◆ **Set task**
Rewrite these lines with "flattened dead grass" swapped for "trampled dry grass" everywhere and everything else kept the same. Leave the pictures out of your version.

◆ **Listing**
════

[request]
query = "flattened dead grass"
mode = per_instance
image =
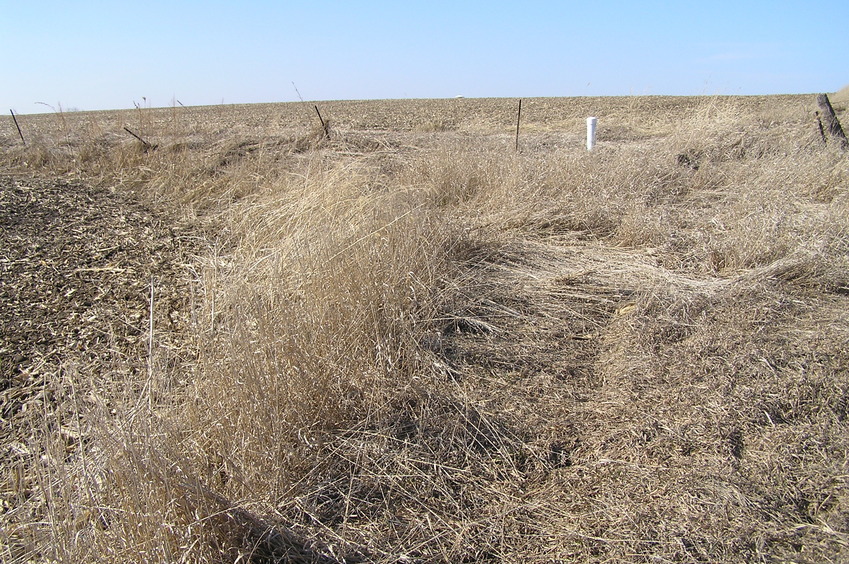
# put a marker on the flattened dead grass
(414, 344)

════

◆ **Expected output**
[request]
query = "trampled dry grass"
mode = per_instance
image =
# put a marker on the trampled dry grass
(414, 344)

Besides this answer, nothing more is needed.